WHAT THE TASK REQUIRES:
Reproduce the material in full, exactly as written.

:: DATA ENTRIES

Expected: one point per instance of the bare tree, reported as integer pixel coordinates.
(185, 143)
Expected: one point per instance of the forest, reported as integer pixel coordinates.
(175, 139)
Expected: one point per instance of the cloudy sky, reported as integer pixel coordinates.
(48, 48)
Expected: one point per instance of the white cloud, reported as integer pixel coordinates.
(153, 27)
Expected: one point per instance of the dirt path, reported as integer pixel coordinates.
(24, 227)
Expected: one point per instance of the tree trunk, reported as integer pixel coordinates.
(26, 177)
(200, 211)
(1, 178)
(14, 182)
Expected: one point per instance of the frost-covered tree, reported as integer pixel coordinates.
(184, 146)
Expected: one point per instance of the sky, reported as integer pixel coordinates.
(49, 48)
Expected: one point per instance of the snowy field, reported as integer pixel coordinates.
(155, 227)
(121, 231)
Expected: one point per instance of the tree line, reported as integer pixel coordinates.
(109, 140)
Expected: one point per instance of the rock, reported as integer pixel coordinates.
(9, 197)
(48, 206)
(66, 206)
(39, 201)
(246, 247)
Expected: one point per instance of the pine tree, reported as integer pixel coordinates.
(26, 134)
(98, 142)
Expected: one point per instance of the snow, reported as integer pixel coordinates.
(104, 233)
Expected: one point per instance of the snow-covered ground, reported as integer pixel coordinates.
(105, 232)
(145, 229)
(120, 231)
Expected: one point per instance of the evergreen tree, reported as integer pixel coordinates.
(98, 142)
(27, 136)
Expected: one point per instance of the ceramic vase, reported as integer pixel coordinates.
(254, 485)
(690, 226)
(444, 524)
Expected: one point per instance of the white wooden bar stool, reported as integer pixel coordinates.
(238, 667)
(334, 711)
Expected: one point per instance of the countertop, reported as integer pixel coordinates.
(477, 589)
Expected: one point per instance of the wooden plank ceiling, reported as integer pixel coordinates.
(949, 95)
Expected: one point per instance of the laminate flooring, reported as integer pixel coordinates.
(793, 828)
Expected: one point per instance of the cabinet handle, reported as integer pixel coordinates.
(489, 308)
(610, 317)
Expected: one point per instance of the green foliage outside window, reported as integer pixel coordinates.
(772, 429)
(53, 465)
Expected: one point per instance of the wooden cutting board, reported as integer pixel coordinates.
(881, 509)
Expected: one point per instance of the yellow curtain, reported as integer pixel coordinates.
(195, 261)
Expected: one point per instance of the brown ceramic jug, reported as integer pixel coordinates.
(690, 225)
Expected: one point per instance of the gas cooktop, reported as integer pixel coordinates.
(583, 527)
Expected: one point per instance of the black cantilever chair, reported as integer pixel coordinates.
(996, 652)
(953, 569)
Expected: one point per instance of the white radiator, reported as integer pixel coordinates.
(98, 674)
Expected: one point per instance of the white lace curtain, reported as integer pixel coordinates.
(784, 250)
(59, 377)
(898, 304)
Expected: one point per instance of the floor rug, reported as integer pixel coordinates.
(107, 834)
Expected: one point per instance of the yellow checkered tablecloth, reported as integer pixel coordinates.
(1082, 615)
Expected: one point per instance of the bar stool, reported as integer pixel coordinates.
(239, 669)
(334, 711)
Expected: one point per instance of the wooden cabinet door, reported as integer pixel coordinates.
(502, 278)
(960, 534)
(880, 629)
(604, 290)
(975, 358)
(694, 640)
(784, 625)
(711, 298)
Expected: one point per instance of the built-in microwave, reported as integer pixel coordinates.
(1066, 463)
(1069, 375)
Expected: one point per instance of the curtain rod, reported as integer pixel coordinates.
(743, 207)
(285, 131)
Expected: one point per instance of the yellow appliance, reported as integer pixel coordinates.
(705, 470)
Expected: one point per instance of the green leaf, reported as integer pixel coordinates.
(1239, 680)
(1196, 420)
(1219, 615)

::::

ANSWER TO THIS TASK:
Expected: one point per instance of the bare tree, reported as integer pixel coordinates.
(185, 143)
Expected: one point per instance of the forest, reported as integer pixel coordinates.
(175, 139)
Expected: one point per instance of the cloudy sky, reported as integer pixel coordinates.
(48, 48)
Expected: one point per instance of the white cloud, reported as integer pixel coordinates.
(153, 27)
Expected: one point per instance of the dirt path, reported as integer pixel coordinates.
(24, 227)
Expected: one point per instance of the tree trunk, reported as integer pixel coordinates.
(26, 177)
(200, 211)
(1, 178)
(14, 182)
Expected: one point per instance of the frost-covered tree, reported as integer pixel coordinates.
(184, 146)
Expected: one point per instance of the sky, reported as integer pixel coordinates.
(49, 48)
Expected: one point per instance of the snowy field, reported as integer pixel coordinates.
(155, 227)
(121, 231)
Expected: one point per instance of the tree line, reported as integer pixel coordinates.
(109, 140)
Expected: one point per instance of the rock, reported as integer pixel coordinates.
(9, 197)
(48, 206)
(66, 206)
(39, 201)
(246, 247)
Expected: one point per instance of the pine tree, reported as integer pixel coordinates.
(26, 134)
(98, 142)
Expected: one point per instance of the snow, reported as integer pixel coordinates.
(104, 233)
Expected: one point per instance of the snow-covered ground, reported as integer pixel coordinates.
(105, 232)
(145, 229)
(120, 231)
Expected: one point per instance of the evergreen tree, reported as integer pixel coordinates.
(98, 142)
(27, 136)
Expected: one point per instance of the ceramic vase, reported as integer pixel coordinates.
(254, 485)
(690, 226)
(444, 524)
Expected: one point per instance of the white wooden bar stool, reported as integer pixel coordinates.
(238, 667)
(334, 711)
Expected: one point per instance of the countertop, reported as integer pixel coordinates.
(477, 589)
Expected: one point per instance of the wooden plank ceiling, reported as integer pixel coordinates.
(949, 95)
Expected: one point per instance of the laminate flooring, reported as integer pixel coordinates.
(793, 828)
Expected: one point per instance of the cabinet handle, reported as integer pixel coordinates.
(489, 308)
(610, 317)
Expected: one point per instance of the green foliage outside window, reported as integer pixel coordinates.
(772, 429)
(53, 465)
Expected: one point per instance of the wooden cutting board, reported as integer pixel coordinates.
(881, 509)
Expected: one point per instance of the yellow curtain, reported as integer pixel coordinates.
(195, 261)
Expected: one point per instance of the brown ceramic jug, reported as integer pixel coordinates.
(690, 225)
Expected: one point per instance of the gas cooktop, reported as integer pixel coordinates.
(583, 527)
Expected: one point per instance of the black cantilever chair, reported as integer pixel coordinates.
(996, 652)
(953, 569)
Expected: one point per instance of the white radiator, reported as integer pixel coordinates.
(98, 674)
Expected: one point per instance of the white lace curtain, reported as integer pixel coordinates.
(784, 250)
(59, 377)
(898, 304)
Expected: one point per instance of the floor rug, reported as integer pixel coordinates.
(107, 834)
Expected: one point per instance of the yellow checkered tablecloth, reported as integer pixel coordinates.
(1082, 615)
Expected: one point per instance of the bar stool, reported as integer pixel coordinates.
(239, 669)
(334, 711)
Expected: one point per instance of the wooden cabinet door, reported as integer pixel coordinates.
(502, 278)
(960, 534)
(880, 629)
(604, 290)
(975, 358)
(694, 640)
(784, 625)
(711, 298)
Expected: one point per instance of the built-in microwave, reported as integer pixel coordinates.
(1066, 463)
(1069, 375)
Expected: one point per instance of the curtain rod, reported as integer pixel coordinates.
(743, 207)
(285, 131)
Expected: one point per instance of the yellow appliance, reported as integer pixel coordinates.
(705, 470)
Expected: one point per instance of the green leaf, reported as integer pixel coordinates.
(1239, 680)
(1196, 420)
(1219, 615)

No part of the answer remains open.